The FBI in 2011 interviewed one of the brothers suspected in the deadly Boston Marathon bombings, a disclosure that raises questions about whether the government missed potential warning signs about the men’s behavior.

The brothers had not been under surveillance as possible militants, U.S. government officials said. But the FBI said in a statement on Friday that in 2011 it interviewed Tamerlan at the request of a foreign government, which it did not identify.

“The request stated that it was based on information that he was a follower of radical Islam and a strong believer, and that he had changed drastically since 2010 as he prepared to leave the United States for travel to the country’s region to join unspecified underground groups,” the FBI statement said.

The matter was closed because interviews with Tamerlan and family members “did not find any terrorism activity, domestic or foreign”.Tamerlan Tsarnaev was killed early Friday in Boston after an overnight shootout with police. His younger brother, Dzhokhar, was taken into custody on Friday evening in the Boston suburb of Watertown after a dramatic, day-long manhunt, Boston police said.

Bleeding and in serious condition, Dzhokhar is in a Boston hospital, a Massachusetts State Police spokesman said.

A spokeswoman for Beth Israel Deaconess Medical Center in Boston, Kelly Lawman, confirmed on Saturday that Tsarnaev was being treated there, but declined comment on his condition.

The revelation that the elder Tsarnaev was on U.S. law enforcement authorities’ radar screens seemed likely to raise uncomfortable questions for the Obama administration about whether it could have done anything to detect and stop the plot.
“It’s new information to me and it’s very disturbing that he’s on the FBI radar screen,” Rep. Michael McCaul, Texas Republican and chairman of the House Homeland Security Committee, said on CNN late Friday.

In an interview with Russian state television broadcaster RT, the mother of the bombing brothers said Tamerlan, the older of the two suspects, had been under FBI surveillance for at least three years.

* Required actions:
• a. Please restate the news report on the Boston Marathon bombings starting with "A spokeswoman for" and going on through "least three years.", swapping "Obama administration" for "White House".
• b. Translate this sentence from the news report on the Boston Marathon bombings into Spanish: "Bleeding and in serious condition, Dzhokhar is in a Boston hospital, a Massachusetts State Police spokesman said."

* Input data:

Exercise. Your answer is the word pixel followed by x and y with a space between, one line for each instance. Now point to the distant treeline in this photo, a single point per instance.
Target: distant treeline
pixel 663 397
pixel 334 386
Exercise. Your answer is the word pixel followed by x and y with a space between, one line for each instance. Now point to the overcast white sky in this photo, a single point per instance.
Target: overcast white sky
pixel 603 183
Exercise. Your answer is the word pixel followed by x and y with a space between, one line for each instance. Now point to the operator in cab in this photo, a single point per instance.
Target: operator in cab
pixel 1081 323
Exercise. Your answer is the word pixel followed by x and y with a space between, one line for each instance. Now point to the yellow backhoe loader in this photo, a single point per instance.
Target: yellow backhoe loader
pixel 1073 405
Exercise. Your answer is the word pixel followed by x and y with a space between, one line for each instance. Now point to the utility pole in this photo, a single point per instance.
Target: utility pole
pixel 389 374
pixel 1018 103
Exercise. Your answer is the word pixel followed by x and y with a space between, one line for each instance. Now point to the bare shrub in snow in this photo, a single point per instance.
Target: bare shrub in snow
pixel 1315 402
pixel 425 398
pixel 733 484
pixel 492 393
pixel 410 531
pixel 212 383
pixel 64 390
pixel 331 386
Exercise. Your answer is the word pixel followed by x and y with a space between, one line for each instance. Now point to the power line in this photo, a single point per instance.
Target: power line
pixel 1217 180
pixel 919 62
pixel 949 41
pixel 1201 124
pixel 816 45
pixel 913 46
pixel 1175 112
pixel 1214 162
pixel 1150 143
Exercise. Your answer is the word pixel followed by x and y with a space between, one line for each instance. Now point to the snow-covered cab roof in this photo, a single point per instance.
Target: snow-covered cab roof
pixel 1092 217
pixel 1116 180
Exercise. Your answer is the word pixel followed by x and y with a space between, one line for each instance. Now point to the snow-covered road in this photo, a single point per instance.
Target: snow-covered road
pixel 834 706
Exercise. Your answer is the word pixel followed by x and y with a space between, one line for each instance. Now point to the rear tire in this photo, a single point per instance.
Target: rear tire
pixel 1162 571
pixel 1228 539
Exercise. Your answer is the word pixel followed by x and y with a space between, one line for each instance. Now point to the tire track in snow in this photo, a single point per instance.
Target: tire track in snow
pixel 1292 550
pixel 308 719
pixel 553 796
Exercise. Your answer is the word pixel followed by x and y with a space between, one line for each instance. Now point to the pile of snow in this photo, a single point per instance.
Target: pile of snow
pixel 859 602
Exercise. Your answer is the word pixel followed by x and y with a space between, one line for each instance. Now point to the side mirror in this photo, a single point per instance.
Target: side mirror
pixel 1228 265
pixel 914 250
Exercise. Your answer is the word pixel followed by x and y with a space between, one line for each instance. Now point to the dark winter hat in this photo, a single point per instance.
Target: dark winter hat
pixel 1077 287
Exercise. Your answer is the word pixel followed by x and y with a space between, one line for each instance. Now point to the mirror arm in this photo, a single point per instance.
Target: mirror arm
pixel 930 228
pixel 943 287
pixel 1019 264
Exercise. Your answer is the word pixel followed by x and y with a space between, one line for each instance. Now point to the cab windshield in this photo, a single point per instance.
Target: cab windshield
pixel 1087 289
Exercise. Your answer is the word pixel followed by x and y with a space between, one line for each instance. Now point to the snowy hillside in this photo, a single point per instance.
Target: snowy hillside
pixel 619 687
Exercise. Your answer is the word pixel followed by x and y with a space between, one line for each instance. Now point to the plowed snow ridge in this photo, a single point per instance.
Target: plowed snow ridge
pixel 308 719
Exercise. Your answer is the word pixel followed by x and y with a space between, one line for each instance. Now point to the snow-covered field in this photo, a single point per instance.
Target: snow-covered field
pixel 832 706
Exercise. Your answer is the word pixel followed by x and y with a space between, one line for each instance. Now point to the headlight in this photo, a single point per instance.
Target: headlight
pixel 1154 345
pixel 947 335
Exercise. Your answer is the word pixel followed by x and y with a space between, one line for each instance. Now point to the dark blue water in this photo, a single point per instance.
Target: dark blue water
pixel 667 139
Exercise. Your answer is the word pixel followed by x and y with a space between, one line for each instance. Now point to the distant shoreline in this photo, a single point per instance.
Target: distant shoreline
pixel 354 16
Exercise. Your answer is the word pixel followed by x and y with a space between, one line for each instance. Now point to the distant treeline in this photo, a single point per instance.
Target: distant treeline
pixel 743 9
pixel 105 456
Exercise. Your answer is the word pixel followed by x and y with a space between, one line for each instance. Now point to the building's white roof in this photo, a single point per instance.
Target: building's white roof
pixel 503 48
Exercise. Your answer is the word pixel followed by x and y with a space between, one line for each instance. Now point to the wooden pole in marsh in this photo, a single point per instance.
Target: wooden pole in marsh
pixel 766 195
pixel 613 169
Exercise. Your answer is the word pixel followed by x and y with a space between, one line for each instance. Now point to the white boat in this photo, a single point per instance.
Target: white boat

* Exercise answers:
• a.
A spokeswoman for Beth Israel Deaconess Medical Center in Boston, Kelly Lawman, confirmed on Saturday that Tsarnaev was being treated there, but declined comment on his condition.

The revelation that the elder Tsarnaev was on U.S. law enforcement authorities’ radar screens seemed likely to raise uncomfortable questions for the White House about whether it could have done anything to detect and stop the plot.
“It’s new information to me and it’s very disturbing that he’s on the FBI radar screen,” Rep. Michael McCaul, Texas Republican and chairman of the House Homeland Security Committee, said on CNN late Friday.

In an interview with Russian state television broadcaster RT, the mother of the bombing brothers said Tamerlan, the older of the two suspects, had been under FBI surveillance for at least three years.

• b. Sangrando y en estado grave, Dzhokhar se encuentra en un hospital de Boston, dijo un portavoz de la Policía Estatal de Massachusetts.